═════ DATA TO USE

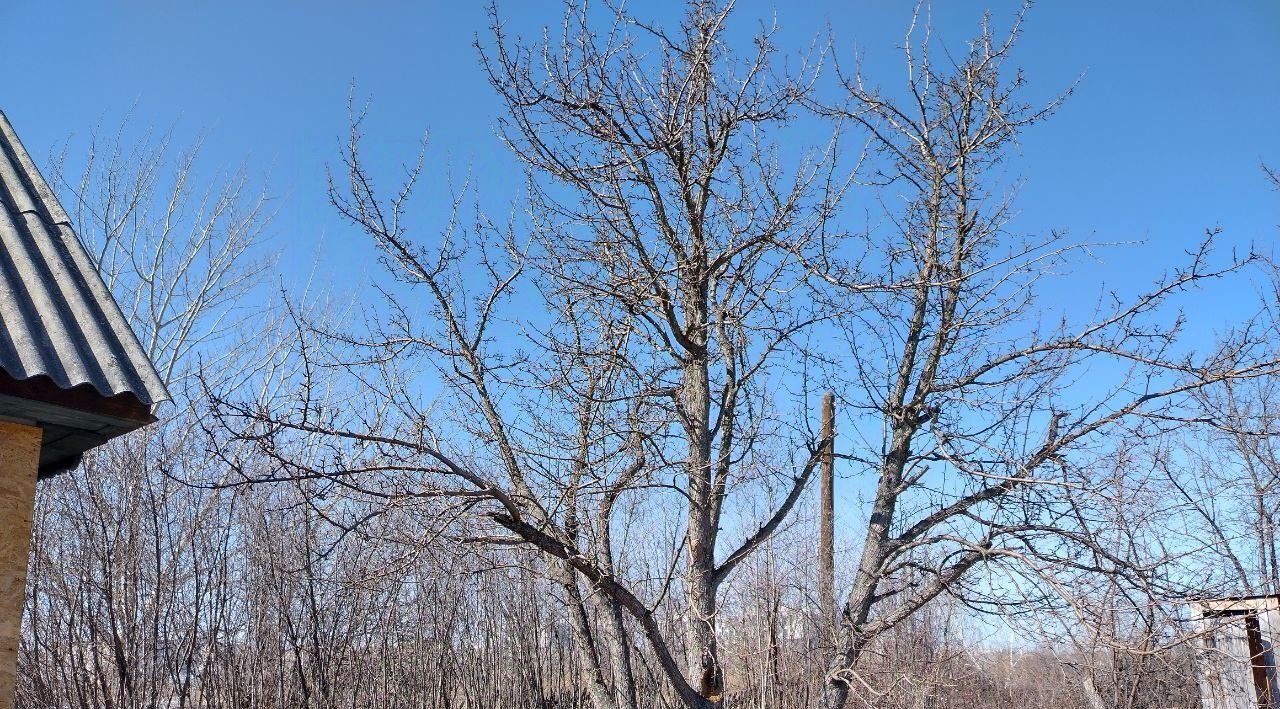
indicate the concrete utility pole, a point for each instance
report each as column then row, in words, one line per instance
column 827, row 515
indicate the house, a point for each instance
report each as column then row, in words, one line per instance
column 72, row 373
column 1237, row 652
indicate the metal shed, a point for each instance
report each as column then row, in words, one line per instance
column 1237, row 652
column 72, row 373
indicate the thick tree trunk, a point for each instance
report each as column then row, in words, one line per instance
column 584, row 643
column 851, row 637
column 702, row 655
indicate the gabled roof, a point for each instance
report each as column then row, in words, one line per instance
column 63, row 338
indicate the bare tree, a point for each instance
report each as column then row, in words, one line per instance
column 981, row 414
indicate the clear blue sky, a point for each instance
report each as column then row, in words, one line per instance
column 1179, row 101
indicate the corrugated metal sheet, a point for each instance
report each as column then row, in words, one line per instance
column 56, row 316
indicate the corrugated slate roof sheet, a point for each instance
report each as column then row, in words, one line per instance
column 56, row 316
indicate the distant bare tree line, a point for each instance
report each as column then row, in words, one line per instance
column 567, row 460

══════════

*PROBLEM STATEMENT*:
Please reproduce all of the lines above word for word, leaving the pictures out.

*WORKED ANSWER*:
indicate the concrete utility pole, a point for each instance
report each as column then row, in words, one line per instance
column 827, row 515
indicate the house, a point for each instance
report each as column then row, in words, one line per instance
column 72, row 373
column 1237, row 652
indicate the metal shed, a point for each instance
report each as column then row, in words, one line per instance
column 1237, row 652
column 72, row 373
indicate the thick tree trunk, a point for each instance
report each as column then row, in words, one line per instance
column 584, row 643
column 851, row 637
column 702, row 655
indicate the gabled roof, a point for each instance
report each as column then row, in words, one line per instance
column 63, row 338
indicate the bare tree, a point for each instance
report each as column then row, in words, one line per instance
column 981, row 414
indicate the clear blue sky, a point for each instance
report each as column then row, in words, one line per instance
column 1179, row 101
indicate the corrugated metal sheet, a point for each instance
report each as column then row, in words, one line per instance
column 56, row 316
indicate the corrugated slate roof sheet, a point for each instance
report each as column then row, in words, one line per instance
column 56, row 316
indicate the distant bare tree line, a point for each instance
report each as column then row, in words, one line per instance
column 567, row 460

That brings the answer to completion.